__Problem description__
Extract every line from the items below that contains the word "plant".

—————

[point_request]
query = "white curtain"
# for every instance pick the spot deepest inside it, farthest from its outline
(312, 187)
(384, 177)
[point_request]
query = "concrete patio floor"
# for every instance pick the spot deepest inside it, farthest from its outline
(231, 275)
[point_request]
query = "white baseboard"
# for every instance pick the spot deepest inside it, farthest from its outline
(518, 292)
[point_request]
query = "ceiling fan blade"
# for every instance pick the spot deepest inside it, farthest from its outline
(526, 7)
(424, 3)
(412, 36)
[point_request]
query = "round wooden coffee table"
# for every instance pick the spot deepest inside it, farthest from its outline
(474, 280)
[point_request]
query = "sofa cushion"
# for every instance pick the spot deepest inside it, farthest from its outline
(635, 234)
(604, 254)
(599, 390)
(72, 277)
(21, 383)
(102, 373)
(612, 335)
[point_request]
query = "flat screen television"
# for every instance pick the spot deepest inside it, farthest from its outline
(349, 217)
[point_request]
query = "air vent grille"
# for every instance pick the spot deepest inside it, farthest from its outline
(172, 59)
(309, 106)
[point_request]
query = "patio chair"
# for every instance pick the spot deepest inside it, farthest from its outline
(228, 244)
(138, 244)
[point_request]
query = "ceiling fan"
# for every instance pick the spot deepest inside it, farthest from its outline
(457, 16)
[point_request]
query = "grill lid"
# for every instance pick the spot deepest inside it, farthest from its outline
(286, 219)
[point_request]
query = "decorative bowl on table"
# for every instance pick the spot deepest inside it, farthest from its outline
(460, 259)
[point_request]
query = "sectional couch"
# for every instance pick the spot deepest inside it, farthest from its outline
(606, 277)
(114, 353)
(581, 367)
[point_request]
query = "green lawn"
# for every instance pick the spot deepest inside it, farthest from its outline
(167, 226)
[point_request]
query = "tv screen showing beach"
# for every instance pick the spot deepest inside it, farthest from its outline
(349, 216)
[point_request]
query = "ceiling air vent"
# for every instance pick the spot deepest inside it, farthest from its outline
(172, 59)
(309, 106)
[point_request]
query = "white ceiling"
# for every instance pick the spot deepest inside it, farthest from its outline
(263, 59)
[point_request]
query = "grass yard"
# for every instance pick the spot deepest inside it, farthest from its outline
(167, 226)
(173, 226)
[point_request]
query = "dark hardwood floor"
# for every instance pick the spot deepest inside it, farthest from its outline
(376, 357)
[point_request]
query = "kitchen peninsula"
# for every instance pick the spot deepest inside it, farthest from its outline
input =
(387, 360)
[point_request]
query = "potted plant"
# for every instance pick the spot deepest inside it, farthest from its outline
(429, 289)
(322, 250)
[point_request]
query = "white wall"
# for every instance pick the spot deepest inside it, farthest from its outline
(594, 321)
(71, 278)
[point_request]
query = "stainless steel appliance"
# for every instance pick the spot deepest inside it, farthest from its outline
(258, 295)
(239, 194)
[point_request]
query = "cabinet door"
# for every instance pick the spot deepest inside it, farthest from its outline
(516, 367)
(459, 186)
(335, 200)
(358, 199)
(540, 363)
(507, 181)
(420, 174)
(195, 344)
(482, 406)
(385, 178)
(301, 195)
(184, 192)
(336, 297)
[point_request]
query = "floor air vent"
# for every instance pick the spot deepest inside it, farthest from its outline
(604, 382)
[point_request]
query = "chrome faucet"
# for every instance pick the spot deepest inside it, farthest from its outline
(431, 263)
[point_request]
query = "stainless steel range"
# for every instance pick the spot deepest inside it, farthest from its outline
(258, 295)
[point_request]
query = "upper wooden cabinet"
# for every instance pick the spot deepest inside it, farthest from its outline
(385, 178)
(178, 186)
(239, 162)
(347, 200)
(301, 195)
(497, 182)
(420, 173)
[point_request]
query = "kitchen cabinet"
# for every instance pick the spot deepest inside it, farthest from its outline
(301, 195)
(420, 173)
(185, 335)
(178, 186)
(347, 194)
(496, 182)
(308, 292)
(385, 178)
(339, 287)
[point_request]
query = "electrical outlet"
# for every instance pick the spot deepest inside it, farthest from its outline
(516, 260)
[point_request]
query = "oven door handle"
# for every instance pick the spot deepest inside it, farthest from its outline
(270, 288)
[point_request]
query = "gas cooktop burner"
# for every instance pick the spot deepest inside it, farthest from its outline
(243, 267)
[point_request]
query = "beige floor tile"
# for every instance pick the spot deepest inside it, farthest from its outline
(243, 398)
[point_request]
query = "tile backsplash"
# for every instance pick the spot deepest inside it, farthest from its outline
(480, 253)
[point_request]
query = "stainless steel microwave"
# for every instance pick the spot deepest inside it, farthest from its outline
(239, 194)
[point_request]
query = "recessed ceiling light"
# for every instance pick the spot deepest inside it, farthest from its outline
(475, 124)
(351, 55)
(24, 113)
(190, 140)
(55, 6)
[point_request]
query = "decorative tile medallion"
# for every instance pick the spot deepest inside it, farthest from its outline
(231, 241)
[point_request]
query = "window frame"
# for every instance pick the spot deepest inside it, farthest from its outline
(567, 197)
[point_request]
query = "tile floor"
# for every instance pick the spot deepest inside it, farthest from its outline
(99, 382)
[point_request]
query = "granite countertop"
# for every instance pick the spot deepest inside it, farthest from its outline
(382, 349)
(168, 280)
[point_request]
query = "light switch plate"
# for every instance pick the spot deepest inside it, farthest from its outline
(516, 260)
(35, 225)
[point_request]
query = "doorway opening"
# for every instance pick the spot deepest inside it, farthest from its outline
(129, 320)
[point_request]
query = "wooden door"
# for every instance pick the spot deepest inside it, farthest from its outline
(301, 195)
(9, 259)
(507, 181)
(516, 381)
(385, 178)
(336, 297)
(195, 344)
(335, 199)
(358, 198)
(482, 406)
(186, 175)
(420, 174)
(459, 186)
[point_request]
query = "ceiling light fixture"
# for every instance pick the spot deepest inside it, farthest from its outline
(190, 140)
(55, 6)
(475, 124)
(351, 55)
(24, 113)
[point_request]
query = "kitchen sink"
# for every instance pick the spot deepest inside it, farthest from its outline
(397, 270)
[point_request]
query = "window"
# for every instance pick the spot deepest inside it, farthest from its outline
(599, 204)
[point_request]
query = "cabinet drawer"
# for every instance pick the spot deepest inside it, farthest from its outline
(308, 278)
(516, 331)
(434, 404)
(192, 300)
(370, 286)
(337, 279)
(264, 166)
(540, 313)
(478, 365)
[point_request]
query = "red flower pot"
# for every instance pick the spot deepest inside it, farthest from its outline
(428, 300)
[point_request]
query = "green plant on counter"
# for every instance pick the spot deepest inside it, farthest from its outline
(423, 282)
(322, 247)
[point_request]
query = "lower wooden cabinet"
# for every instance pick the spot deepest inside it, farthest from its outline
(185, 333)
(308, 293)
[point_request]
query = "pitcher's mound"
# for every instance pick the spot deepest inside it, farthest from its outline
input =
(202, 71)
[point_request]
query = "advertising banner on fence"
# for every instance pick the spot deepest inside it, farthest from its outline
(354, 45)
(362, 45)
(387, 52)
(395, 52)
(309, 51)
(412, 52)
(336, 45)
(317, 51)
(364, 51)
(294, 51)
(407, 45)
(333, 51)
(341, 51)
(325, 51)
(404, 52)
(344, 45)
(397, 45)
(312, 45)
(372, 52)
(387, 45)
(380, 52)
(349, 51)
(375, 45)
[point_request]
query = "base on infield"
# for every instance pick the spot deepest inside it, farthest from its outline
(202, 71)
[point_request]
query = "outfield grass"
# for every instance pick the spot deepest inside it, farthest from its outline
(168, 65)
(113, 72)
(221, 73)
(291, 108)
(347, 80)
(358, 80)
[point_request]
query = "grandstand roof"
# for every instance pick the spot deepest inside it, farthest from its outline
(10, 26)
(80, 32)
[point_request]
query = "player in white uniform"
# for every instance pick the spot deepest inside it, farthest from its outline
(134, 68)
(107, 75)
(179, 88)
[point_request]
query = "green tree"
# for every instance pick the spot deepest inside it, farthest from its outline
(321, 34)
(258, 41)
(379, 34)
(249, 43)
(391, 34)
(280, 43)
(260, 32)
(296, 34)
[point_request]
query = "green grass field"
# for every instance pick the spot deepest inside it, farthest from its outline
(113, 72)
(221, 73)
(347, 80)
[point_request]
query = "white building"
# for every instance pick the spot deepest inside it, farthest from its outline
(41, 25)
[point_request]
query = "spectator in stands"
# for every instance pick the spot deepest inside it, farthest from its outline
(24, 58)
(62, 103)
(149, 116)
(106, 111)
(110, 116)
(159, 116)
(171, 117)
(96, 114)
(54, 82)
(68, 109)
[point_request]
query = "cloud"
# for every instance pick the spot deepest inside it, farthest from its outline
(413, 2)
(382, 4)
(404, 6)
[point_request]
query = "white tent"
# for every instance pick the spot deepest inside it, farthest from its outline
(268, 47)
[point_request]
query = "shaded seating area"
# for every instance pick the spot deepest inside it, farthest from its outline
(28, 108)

—————

__Expected output__
query = "potted plant"
query = "green plant on counter"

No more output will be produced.